● **Problem requirements**
Tally up the lines below containing the string "skewer", then write the number alone.

[Saved data entries]
Content starts

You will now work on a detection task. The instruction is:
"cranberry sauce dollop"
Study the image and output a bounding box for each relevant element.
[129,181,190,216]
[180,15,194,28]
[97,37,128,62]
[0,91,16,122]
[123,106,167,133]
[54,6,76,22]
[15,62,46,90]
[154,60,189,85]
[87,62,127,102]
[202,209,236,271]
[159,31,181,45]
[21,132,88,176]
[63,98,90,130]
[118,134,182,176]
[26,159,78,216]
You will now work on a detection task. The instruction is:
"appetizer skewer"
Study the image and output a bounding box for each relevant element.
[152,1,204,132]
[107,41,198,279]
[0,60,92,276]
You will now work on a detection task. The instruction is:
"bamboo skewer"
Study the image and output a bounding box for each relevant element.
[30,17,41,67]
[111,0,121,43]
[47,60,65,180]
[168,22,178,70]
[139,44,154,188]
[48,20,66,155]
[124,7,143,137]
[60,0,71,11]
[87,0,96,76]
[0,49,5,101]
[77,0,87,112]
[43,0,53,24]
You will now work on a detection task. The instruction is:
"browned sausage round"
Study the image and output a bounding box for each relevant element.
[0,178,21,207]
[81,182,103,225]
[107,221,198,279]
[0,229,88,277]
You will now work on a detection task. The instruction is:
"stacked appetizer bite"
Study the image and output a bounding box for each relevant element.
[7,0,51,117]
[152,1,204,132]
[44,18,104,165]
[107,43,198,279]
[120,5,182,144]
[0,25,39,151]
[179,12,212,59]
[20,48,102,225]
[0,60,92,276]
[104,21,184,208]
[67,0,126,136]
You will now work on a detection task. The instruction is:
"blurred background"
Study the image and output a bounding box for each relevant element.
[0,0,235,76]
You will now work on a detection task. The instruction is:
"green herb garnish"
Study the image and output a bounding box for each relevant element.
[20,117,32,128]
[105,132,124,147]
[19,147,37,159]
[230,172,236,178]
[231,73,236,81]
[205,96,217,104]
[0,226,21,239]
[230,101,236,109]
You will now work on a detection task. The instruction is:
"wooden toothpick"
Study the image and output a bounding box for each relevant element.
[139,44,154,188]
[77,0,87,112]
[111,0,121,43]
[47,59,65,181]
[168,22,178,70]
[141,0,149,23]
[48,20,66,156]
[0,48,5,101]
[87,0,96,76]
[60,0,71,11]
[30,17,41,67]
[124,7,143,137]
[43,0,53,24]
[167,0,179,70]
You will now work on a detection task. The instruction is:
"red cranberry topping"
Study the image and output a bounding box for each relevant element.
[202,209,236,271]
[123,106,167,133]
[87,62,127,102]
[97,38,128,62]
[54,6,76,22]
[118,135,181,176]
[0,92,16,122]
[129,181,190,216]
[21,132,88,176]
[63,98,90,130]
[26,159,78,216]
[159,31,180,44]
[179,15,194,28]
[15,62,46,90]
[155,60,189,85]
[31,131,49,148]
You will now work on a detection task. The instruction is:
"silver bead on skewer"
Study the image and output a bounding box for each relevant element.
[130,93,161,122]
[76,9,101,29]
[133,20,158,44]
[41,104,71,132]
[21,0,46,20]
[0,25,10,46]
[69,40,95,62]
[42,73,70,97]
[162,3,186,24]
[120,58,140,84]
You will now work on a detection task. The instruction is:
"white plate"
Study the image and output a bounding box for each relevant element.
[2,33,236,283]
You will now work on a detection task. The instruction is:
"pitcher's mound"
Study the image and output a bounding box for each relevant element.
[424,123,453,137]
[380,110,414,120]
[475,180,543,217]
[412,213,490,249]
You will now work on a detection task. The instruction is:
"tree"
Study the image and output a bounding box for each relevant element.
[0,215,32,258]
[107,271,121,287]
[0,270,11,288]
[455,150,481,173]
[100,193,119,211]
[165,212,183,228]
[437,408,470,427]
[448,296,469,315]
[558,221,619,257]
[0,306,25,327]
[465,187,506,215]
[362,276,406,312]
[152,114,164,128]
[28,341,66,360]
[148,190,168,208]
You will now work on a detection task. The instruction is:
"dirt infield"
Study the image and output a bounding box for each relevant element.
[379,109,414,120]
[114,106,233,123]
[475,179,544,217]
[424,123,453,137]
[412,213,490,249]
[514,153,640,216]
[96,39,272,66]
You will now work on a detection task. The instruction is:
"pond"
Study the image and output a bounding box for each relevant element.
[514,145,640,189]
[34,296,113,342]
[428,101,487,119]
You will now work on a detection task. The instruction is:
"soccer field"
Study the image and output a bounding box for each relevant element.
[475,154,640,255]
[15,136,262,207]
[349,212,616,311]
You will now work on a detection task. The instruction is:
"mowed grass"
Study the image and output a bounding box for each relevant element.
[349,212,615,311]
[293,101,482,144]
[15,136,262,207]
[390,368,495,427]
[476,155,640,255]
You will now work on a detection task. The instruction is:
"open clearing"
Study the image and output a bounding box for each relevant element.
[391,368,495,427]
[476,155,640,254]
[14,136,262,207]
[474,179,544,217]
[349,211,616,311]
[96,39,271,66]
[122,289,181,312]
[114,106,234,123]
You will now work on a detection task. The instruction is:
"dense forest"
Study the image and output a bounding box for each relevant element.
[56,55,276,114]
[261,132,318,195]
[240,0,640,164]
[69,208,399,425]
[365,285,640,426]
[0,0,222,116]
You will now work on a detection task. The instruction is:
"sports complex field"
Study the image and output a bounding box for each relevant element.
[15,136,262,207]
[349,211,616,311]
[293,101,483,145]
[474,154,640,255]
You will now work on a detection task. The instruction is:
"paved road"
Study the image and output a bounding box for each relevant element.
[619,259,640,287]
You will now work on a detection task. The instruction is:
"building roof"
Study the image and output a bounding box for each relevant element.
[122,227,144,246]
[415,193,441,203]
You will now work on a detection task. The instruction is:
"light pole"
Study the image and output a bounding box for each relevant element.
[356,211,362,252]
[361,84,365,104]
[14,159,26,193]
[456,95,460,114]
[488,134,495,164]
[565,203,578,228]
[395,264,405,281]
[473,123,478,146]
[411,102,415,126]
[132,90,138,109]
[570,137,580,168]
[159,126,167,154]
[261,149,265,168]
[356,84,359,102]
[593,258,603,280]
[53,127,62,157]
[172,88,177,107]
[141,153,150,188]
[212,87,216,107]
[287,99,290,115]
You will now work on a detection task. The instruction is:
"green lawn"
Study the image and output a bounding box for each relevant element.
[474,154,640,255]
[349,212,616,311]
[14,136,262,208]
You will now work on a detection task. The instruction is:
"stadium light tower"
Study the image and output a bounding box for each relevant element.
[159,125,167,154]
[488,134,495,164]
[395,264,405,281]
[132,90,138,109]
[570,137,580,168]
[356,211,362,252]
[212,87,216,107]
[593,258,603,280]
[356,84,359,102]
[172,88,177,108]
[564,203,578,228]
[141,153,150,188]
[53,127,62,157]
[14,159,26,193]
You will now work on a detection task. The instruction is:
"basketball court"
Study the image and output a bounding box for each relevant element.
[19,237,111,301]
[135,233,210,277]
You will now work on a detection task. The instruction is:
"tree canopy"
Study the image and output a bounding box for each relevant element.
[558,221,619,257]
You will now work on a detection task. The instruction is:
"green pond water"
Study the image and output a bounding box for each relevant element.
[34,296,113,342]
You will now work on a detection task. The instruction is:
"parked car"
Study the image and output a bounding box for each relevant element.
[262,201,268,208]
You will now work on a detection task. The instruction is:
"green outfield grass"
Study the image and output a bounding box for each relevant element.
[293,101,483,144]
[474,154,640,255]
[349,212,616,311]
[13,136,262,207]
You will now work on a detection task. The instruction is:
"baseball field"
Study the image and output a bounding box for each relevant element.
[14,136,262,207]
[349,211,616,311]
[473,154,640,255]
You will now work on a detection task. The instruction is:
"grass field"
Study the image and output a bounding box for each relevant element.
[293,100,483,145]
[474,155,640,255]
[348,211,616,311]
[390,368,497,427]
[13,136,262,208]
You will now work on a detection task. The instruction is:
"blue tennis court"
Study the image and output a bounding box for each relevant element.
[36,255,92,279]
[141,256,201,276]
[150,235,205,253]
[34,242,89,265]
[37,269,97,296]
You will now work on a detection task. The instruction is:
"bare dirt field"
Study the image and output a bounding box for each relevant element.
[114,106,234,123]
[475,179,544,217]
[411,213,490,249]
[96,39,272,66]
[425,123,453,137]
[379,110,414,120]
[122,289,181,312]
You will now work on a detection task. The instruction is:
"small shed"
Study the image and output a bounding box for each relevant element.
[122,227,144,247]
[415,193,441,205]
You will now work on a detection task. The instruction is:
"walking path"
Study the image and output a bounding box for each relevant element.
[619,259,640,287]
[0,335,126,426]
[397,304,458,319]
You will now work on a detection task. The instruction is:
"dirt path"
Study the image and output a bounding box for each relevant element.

Content ends

● **Answer for the task**
3